GOAL OF THE EXERCISE: Filter the entries for lines with the word "sideways".

Stored dataset items
★ ★ ★
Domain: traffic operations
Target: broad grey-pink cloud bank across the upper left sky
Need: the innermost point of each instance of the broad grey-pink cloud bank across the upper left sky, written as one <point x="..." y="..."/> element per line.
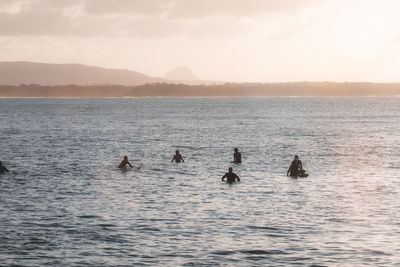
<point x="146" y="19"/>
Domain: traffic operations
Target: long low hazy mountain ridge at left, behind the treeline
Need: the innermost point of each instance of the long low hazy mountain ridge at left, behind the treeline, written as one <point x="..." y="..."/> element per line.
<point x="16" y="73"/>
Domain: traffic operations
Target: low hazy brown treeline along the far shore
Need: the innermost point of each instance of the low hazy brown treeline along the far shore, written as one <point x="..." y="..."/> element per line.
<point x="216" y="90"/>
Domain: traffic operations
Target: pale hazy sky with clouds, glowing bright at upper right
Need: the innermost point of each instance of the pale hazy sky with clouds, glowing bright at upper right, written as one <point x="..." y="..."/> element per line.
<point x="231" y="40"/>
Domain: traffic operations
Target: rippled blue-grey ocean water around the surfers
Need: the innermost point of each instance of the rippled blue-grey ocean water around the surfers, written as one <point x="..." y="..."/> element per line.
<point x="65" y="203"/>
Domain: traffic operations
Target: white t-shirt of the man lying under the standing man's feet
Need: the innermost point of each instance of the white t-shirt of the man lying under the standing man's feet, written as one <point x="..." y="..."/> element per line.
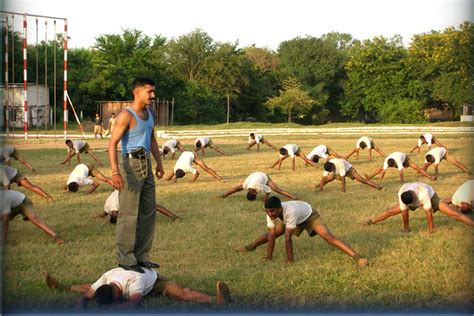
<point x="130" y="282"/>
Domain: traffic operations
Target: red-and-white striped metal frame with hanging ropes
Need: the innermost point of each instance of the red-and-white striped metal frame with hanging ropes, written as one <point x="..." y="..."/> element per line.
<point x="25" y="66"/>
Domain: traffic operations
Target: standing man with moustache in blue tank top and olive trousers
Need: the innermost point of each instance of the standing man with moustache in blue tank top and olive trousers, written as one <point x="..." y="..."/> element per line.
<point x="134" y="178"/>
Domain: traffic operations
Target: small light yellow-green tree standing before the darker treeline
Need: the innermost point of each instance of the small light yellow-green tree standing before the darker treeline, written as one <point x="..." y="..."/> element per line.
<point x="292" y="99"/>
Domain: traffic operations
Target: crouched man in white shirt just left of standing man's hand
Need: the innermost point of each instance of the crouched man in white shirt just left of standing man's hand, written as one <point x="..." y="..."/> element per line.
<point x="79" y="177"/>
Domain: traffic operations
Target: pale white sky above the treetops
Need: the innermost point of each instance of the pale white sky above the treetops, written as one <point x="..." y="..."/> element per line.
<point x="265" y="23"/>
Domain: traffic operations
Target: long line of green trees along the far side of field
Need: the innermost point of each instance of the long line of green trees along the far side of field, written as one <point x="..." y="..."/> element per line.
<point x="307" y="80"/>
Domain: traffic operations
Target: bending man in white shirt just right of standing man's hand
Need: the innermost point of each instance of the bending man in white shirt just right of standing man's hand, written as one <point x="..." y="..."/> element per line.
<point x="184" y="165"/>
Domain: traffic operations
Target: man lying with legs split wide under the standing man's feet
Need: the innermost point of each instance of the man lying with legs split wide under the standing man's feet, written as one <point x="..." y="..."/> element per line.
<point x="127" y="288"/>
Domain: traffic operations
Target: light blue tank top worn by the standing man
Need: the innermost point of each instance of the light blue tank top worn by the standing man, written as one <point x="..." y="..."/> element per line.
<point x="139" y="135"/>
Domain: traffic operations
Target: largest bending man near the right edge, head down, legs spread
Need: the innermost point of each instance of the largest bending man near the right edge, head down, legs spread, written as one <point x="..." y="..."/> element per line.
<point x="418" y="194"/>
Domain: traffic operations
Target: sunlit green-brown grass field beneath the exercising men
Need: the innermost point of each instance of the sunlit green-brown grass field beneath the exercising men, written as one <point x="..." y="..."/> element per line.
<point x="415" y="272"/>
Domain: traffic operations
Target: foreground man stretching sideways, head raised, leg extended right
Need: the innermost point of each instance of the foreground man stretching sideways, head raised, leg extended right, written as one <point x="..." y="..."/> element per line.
★ ★ ★
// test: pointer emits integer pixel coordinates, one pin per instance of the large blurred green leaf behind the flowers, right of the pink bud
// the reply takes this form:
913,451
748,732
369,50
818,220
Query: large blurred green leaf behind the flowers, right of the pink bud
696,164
★ ★ ★
EXERCISE RESPONSE:
Target: foreground man stretching sideways, head raised, leg extended right
Need: the innermost point of each instance of the foreground man stretching sideways, head raised, leg extended right, written as one <point x="..." y="..."/> element per line.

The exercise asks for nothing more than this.